_Task instructions_: Report each line in the records below that contains the word "woman", copying every such line in full.

## BEGIN Dataset records

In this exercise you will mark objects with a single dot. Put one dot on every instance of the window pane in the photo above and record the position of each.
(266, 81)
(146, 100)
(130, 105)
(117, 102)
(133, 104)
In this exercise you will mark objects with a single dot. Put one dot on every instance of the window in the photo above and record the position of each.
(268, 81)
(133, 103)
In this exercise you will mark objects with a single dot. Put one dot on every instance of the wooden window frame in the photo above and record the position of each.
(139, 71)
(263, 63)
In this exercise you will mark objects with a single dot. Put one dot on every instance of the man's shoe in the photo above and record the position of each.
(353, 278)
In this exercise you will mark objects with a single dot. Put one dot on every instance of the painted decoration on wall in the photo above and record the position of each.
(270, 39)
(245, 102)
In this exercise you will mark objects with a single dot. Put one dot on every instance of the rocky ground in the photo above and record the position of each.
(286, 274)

## END Dataset records
## BEGIN Dataset records

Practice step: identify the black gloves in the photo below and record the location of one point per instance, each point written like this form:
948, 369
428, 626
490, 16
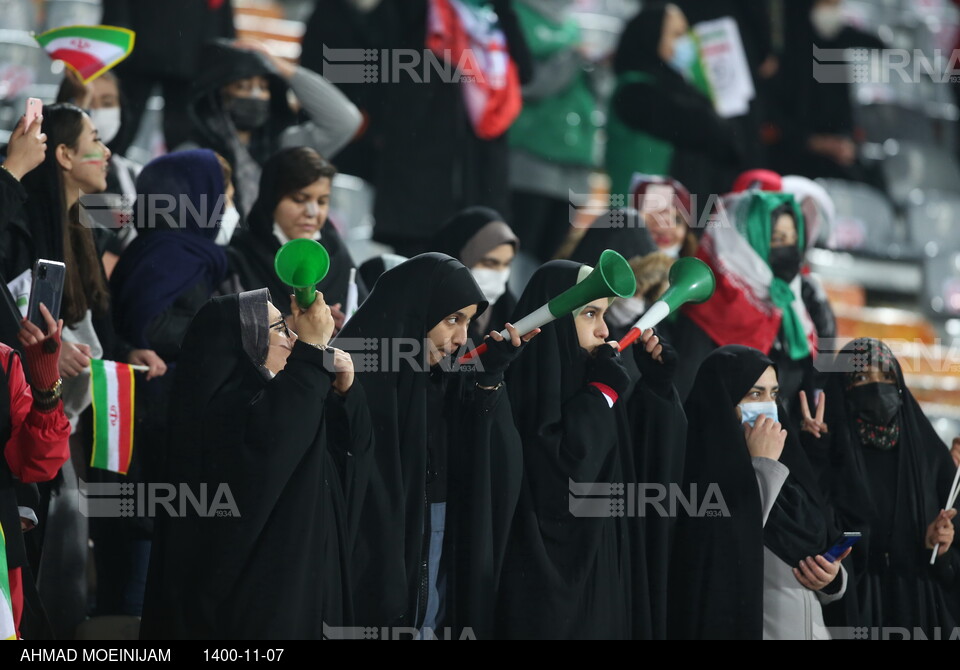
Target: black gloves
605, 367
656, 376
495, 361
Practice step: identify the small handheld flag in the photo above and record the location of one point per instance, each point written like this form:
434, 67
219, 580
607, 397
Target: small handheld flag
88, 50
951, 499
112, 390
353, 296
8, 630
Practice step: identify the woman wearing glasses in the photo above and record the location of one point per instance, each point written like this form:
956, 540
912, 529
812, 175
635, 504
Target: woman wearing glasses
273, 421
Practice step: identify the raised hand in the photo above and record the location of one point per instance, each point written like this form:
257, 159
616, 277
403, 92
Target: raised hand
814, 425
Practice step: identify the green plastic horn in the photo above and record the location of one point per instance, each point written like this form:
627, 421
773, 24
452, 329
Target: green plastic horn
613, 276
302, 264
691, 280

## END Dataset records

_Complete output_:
Practice step: identify the woman wearing glasses in the photo above and record the location of one point per instance, each point written like this form:
Target: woman wearing glasses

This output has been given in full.